→ The request:
Gather every line of the records that contains the string "shirt", matching its case exactly.

--- Begin Dataset entries ---

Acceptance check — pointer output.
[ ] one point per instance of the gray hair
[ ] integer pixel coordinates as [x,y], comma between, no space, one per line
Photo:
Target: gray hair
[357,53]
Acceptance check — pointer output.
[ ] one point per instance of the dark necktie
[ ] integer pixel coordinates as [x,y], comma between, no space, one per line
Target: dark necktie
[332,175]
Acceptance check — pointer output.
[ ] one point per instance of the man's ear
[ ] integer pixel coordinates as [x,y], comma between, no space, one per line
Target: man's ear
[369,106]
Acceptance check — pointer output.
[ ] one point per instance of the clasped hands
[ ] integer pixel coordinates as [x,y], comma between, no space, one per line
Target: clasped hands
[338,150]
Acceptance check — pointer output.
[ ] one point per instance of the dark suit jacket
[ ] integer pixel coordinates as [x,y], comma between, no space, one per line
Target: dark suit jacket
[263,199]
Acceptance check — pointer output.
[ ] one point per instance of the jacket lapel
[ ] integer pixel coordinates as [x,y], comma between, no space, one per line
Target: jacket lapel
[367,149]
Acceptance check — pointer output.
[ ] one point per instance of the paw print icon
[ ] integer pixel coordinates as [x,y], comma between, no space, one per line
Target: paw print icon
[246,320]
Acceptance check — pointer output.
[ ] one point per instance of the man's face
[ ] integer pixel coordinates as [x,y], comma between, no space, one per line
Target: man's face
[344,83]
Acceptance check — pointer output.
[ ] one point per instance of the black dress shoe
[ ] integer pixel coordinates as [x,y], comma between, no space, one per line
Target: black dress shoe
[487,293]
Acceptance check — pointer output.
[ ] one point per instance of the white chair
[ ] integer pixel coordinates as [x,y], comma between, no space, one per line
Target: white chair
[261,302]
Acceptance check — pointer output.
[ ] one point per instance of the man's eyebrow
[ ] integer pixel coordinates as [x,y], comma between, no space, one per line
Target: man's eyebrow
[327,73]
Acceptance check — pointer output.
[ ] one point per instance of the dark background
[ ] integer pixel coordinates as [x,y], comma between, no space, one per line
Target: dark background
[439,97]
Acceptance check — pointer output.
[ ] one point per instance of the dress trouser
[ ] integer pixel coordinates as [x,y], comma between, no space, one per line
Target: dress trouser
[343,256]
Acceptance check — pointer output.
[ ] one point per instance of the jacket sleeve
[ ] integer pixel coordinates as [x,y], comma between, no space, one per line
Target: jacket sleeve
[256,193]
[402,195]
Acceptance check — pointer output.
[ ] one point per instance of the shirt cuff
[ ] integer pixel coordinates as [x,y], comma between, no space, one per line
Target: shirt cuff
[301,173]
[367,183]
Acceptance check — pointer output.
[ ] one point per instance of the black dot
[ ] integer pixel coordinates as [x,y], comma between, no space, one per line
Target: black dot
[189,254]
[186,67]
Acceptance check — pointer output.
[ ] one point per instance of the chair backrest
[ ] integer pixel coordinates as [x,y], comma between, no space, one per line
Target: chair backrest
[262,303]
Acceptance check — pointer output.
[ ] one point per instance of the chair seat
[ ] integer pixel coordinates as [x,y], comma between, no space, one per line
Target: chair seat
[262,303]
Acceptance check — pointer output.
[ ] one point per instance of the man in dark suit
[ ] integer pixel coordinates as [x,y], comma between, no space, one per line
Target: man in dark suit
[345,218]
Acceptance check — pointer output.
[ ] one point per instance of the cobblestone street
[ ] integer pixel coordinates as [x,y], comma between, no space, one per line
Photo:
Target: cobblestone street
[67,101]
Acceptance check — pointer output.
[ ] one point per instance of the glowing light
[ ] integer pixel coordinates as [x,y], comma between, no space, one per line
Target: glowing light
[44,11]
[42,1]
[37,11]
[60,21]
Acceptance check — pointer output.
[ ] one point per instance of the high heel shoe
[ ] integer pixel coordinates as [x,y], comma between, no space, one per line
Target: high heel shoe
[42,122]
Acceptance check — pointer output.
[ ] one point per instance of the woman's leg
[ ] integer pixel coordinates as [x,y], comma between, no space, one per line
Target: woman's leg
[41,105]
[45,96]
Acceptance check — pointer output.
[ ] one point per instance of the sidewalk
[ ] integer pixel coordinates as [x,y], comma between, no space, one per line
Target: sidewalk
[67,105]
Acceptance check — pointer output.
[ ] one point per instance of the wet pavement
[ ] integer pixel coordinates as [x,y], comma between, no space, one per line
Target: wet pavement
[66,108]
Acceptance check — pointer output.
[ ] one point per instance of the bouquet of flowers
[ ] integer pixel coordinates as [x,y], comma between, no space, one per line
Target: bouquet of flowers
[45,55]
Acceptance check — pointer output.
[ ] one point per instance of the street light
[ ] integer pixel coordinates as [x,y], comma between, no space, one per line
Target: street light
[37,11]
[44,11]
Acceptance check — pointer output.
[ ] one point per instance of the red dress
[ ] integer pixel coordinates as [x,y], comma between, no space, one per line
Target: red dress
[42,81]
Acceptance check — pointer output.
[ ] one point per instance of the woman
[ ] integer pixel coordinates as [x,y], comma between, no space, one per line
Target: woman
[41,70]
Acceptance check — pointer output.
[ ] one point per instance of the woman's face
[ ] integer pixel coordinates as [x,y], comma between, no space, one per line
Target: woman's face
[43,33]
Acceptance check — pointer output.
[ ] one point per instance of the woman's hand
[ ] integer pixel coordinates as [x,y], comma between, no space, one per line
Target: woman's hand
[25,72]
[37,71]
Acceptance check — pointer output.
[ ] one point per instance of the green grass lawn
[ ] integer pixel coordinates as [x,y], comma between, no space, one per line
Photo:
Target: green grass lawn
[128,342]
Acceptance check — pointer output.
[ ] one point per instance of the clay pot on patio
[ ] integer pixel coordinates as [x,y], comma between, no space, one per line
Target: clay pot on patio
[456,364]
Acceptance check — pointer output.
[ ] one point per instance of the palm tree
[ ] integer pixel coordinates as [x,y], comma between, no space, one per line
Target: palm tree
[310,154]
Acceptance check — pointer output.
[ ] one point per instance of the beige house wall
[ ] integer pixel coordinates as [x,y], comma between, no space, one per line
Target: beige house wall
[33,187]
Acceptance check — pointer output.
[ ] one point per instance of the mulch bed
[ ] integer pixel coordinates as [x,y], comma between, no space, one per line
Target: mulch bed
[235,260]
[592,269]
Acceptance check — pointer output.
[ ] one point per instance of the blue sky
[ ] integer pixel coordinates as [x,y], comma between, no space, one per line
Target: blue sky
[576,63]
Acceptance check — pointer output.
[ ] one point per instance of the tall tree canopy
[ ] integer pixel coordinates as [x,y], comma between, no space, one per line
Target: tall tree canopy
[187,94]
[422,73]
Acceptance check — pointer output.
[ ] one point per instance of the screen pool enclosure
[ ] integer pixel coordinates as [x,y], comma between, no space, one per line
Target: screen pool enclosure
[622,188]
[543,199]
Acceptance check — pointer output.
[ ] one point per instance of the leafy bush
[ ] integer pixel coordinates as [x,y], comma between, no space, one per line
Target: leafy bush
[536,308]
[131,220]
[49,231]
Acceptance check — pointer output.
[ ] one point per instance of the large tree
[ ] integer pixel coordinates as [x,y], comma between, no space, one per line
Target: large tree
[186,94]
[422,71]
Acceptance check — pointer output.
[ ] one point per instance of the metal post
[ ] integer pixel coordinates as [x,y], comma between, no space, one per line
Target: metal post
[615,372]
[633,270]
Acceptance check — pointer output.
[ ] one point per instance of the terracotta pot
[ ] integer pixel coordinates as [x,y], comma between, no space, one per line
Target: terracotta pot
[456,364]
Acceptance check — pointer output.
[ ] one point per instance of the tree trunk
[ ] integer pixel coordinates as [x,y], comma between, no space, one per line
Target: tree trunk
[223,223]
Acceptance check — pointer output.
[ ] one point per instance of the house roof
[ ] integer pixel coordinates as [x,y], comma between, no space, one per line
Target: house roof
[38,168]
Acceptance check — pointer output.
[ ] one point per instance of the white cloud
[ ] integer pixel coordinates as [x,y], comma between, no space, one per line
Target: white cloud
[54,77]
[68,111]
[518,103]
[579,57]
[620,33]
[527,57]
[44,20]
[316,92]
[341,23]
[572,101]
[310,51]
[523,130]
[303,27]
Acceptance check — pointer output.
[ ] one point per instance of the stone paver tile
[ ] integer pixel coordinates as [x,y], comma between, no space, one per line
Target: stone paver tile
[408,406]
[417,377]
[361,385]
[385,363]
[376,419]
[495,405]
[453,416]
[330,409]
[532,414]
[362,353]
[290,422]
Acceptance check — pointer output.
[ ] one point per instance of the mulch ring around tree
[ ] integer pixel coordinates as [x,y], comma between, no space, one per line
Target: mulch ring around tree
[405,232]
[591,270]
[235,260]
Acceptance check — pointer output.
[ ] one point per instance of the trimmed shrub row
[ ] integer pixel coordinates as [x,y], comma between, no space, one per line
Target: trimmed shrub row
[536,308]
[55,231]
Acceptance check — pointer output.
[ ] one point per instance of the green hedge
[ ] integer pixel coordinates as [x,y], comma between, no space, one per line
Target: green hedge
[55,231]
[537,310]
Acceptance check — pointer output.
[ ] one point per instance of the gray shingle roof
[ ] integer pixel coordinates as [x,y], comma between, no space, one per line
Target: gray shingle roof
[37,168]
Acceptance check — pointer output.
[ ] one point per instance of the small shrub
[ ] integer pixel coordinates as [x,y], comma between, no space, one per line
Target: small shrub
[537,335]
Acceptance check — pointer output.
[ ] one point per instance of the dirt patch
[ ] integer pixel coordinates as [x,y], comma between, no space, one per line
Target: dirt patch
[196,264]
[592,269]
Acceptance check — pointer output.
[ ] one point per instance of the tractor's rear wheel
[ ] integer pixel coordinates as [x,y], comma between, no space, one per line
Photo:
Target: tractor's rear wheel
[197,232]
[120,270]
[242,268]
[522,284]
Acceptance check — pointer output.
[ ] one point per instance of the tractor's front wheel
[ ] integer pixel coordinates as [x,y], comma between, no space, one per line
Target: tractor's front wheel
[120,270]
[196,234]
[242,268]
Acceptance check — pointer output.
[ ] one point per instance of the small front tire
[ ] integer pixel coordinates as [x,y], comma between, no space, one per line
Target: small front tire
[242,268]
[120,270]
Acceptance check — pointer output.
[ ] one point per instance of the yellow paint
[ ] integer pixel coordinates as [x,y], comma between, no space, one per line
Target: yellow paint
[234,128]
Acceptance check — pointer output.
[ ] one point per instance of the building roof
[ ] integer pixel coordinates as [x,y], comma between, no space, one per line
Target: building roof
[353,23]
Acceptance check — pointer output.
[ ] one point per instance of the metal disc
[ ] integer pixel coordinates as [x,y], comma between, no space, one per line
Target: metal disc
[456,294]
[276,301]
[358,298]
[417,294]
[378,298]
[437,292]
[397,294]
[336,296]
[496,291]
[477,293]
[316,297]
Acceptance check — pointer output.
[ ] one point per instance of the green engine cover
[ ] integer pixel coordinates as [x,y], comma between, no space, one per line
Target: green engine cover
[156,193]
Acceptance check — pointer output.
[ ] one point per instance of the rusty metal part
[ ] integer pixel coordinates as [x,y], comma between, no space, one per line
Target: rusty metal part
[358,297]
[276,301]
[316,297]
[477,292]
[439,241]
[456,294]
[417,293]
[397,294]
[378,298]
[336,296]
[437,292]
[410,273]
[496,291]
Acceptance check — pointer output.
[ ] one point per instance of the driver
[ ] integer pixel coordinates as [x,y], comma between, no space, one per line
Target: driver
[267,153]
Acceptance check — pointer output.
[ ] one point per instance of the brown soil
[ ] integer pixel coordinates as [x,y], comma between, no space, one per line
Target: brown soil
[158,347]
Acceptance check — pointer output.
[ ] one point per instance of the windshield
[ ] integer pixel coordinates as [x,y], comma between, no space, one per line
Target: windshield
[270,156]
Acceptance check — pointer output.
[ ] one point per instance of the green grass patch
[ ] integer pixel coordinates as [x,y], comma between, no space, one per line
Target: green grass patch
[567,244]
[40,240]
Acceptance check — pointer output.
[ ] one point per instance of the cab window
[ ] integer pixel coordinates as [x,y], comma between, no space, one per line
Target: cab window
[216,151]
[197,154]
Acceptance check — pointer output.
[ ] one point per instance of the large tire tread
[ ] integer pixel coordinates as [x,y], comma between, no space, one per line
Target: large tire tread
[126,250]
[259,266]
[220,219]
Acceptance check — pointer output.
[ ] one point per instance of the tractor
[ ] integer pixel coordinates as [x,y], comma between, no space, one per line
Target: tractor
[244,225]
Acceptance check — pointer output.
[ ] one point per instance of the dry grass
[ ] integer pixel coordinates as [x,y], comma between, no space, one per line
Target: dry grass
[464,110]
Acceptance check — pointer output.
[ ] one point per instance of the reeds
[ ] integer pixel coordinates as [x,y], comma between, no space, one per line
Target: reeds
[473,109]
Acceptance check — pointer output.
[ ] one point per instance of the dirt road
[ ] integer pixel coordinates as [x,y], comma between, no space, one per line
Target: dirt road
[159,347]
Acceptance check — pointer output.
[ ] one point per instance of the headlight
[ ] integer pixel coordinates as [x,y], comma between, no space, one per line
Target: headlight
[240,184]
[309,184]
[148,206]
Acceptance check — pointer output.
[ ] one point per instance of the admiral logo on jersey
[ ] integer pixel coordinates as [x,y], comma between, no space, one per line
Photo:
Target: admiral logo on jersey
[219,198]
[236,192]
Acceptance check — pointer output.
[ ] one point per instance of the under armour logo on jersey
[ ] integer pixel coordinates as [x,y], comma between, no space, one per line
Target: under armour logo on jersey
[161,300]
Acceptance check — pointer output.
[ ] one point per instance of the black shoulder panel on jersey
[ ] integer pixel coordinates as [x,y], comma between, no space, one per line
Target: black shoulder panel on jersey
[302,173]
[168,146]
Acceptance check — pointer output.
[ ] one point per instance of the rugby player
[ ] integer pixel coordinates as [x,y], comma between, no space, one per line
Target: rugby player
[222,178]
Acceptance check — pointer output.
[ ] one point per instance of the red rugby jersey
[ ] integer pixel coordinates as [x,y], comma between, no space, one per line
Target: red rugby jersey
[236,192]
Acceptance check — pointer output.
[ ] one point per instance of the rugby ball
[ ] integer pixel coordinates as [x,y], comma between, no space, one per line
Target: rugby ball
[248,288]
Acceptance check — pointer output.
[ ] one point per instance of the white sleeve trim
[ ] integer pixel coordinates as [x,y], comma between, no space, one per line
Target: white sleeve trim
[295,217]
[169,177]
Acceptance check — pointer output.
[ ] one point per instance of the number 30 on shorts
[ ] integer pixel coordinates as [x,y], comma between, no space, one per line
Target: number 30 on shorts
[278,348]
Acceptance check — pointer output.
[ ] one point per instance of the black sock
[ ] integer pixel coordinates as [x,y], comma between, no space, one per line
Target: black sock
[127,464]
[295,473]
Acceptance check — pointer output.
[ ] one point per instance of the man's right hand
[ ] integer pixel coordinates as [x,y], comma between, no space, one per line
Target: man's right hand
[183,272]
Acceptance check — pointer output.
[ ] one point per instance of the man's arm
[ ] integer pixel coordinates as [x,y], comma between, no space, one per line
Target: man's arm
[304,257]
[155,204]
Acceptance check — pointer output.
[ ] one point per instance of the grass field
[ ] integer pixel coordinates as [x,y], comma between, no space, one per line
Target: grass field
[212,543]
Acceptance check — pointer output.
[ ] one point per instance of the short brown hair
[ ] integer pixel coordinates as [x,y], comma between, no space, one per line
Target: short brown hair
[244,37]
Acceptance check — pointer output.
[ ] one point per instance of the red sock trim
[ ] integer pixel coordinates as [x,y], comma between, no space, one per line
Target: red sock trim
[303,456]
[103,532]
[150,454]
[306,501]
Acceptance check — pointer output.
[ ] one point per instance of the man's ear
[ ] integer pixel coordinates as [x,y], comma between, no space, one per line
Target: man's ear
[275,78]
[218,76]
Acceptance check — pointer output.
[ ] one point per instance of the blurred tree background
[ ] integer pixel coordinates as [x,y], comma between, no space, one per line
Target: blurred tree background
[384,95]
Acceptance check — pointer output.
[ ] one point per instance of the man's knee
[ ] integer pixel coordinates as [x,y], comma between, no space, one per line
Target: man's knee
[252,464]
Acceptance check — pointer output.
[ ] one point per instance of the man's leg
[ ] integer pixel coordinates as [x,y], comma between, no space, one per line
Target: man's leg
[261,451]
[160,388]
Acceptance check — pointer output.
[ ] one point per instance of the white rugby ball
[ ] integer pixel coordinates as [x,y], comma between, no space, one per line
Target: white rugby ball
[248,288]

--- End Dataset entries ---

→ Solution below:
[ ] one point per instance of the shirt cuff
Target: shirt cuff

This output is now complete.